Pointing dataset excerpts:
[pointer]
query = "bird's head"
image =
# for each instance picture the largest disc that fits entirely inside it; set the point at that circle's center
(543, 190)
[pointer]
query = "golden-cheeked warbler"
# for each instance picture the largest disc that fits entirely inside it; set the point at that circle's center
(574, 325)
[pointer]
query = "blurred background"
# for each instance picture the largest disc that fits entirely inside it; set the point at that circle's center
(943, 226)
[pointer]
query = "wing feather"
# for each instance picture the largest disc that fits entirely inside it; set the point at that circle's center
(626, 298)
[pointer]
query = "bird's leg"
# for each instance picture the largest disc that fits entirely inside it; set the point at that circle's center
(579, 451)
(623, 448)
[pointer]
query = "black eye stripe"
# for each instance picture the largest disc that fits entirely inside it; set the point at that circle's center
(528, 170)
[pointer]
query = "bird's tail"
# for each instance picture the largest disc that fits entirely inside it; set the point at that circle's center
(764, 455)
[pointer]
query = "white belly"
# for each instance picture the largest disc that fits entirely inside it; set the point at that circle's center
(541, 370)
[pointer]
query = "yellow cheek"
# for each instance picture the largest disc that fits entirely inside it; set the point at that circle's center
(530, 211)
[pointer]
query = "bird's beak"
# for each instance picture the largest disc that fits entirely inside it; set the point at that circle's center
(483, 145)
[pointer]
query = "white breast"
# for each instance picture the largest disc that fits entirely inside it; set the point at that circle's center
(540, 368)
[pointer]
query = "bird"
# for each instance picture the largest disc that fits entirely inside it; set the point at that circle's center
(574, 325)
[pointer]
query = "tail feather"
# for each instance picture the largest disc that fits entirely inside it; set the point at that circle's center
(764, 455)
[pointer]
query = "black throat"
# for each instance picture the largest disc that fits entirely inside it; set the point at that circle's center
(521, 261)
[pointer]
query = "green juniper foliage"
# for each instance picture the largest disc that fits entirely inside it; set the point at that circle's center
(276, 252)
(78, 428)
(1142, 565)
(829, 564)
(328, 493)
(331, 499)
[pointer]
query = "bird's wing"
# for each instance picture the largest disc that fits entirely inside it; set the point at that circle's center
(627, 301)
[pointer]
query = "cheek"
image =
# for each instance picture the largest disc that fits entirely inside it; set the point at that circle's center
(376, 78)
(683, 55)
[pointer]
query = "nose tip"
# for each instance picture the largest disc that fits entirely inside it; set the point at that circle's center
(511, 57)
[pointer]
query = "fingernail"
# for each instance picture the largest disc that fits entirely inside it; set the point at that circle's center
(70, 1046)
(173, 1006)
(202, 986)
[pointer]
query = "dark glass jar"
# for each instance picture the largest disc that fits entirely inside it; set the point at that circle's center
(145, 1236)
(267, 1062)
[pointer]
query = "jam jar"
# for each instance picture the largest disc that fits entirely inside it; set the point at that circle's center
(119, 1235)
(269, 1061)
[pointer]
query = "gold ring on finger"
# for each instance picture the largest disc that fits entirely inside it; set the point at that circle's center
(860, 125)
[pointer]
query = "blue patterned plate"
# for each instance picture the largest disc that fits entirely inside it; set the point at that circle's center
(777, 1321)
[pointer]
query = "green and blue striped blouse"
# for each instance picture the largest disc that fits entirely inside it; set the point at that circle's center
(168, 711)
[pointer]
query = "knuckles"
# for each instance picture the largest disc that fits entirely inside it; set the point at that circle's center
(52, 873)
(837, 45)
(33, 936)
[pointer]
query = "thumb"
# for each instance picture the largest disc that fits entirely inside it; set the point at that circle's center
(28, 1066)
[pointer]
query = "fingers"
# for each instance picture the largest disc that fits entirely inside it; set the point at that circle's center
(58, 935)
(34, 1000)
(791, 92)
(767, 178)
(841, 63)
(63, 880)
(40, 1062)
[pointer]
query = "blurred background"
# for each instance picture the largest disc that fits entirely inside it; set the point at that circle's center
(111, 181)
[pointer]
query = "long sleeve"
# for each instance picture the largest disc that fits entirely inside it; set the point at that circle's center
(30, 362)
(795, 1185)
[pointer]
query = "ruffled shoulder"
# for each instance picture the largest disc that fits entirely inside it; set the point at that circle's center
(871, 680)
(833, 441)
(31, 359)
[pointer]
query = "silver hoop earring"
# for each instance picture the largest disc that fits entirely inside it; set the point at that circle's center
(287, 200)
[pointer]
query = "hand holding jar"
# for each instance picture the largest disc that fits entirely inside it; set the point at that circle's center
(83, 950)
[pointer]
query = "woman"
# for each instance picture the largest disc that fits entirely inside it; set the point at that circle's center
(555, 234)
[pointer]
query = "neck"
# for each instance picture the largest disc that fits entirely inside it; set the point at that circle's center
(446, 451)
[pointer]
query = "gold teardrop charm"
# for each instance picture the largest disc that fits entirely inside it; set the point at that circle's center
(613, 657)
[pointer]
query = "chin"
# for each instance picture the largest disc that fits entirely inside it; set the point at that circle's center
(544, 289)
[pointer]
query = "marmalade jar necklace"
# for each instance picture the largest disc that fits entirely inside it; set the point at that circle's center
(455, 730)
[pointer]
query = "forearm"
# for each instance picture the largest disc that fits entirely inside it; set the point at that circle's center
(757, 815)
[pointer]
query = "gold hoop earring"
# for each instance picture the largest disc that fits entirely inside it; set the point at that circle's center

What you have to do:
Retype the listing. Match it exactly.

Result of this exercise:
[pointer]
query = "bird's head"
image =
# for each instance picture the largest disc that fits entirely inside it; set the point at that circle's center
(543, 190)
[pointer]
query = "golden-cheeked warbler"
# for each instance picture the largest disc that fits entirely inside it; set the point at that circle's center
(574, 325)
[pointer]
query = "blurred background"
# for each instance picture the largest disc that fits entirely inside it; set the point at that circle's center
(943, 226)
[pointer]
query = "wing feather"
# for each instance picture the largest disc that fits entirely inside it; set the point at that circle's center
(626, 298)
[pointer]
query = "bird's leg"
# for each instance picture the largest disc that fits entirely inside it; set the point at that circle's center
(579, 451)
(623, 448)
[pointer]
query = "black eye stripe"
# for each instance picture the largest disc that fits entirely inside it; set the point at that circle's center
(528, 170)
[pointer]
query = "bird's tail"
# for each instance picture the largest disc that fits entirely inside it; set the point at that circle's center
(764, 455)
[pointer]
query = "white belly"
# for each instance picture the largest disc that fits entirely inside it; set the point at that circle's center
(541, 370)
[pointer]
query = "yellow cheek"
# for each instance picture the largest disc that fits entirely inside it; set the point at that circle's center
(530, 211)
[pointer]
query = "bird's beak"
# for each instance picture the largest disc that fits entirely inside it; set the point at that circle's center
(483, 145)
[pointer]
query = "white breast"
# for each instance picture the largest disc that fits entirely inside it; set the point at that circle's center
(540, 368)
[pointer]
query = "bird"
# for each instance picture the largest disc that fits entirely inside it; set the point at that circle's center
(574, 325)
[pointer]
query = "tail feather"
# for each instance picture the largest disc that fits entirely inside it; set the point at that circle's center
(764, 455)
[pointer]
query = "black throat"
# for each instance picture the largest disc that fits entirely inside it; set the point at that circle's center
(521, 261)
[pointer]
query = "green juniper foliage"
# for each instance picture the largest disc that fits entirely inside it; set the point at that circle's center
(276, 252)
(78, 428)
(1142, 565)
(829, 564)
(328, 493)
(331, 499)
[pointer]
query = "bird's wing"
# for each instance picture the largest disc that fits entirely inside it; set the point at that circle's center
(627, 301)
[pointer]
query = "cheek"
image =
# for each instance picture the largest disc that fits entirely inside it; set the point at that circle's center
(376, 78)
(683, 55)
[pointer]
query = "nose tip"
# for each instance picture the largest disc that fits entirely inside it; set the point at that circle's center
(511, 57)
[pointer]
query = "fingernail"
# for each instance picture the largest disc that fits entirely inside it; set the point at that circle's center
(70, 1046)
(173, 1006)
(202, 986)
[pointer]
query = "dark glass jar"
# for each instance picture the largest disc that fits entirely inside it; set the point at that circle's center
(145, 1236)
(267, 1062)
[pointer]
query = "jam jar"
# for each instance picture the largest disc that fits entirely inside it; set the point at that circle's center
(119, 1235)
(269, 1061)
[pointer]
query = "gold ring on finger"
# for each instance picture the largest disc that fits entirely inside it; set the point at that circle's center
(860, 125)
[pointer]
query = "blue patterned plate"
# for each instance picture the largest disc that fits entirely inside it; set the point at that circle's center
(777, 1321)
[pointer]
query = "green and blue striped blouse"
# for each instance picture the largest disc that fits entirely inside it; set the point at that circle's center
(168, 711)
[pointer]
query = "knuckles"
# for each instance picture the largest disc that fits entirely inside it; set the point at that circle's center
(52, 873)
(837, 45)
(33, 936)
[pointer]
query = "thumb"
# for each instance picture the largest disc that fits entirely inside it; set the point at that circle's center
(28, 1066)
[pointer]
query = "fingers"
# for each instance picture the largest disc that fits entirely inside it; set the point at that circle's center
(58, 935)
(34, 1000)
(791, 92)
(767, 178)
(841, 63)
(63, 880)
(40, 1062)
[pointer]
query = "blurred background"
# for each instance picture the largest disc that fits entirely inside it; set the point at that circle's center
(111, 181)
[pointer]
query = "long sleeve"
# for each instance picture the largest disc that fits entirely inside it; set the point at that circle's center
(30, 362)
(795, 1185)
[pointer]
query = "ruffled shoulder"
# for each instance picture the largest disc that fits entirely inside it; set the point at that circle's center
(871, 680)
(833, 441)
(31, 359)
[pointer]
query = "silver hoop earring"
# for each instance picture the largest disc that fits entirely inside it; set the point at that circle's center
(287, 200)
[pointer]
query = "hand holding jar"
# for each instance picture the largest disc that fits entirely inside it; set the point at that circle's center
(83, 950)
[pointer]
query = "woman"
# for each instance picture the largest disc that fits entirely inside it; set the point at that circle's center
(555, 234)
[pointer]
query = "neck"
# for each instance picture the largest disc that fits entirely inside it; set the point at that circle's center
(446, 451)
[pointer]
query = "gold teardrop charm"
# for each instance picture the largest disc that fits entirely inside it; set the point at that circle's center
(613, 657)
[pointer]
query = "chin"
# for each instance picture the largest disc that fits entirely inside it; set the point at that circle's center
(544, 289)
[pointer]
query = "marmalade jar necklace"
# for each instance picture the largest disc that fits entirely inside it; set the point at that circle's center
(455, 730)
[pointer]
query = "forearm"
# for each instance picture the largest disc that fits entirely inside it; set the point at that circle's center
(757, 815)
[pointer]
query = "gold hoop earring"
# for each instance picture the largest disc that fits entirely inside it; set the point at that circle's center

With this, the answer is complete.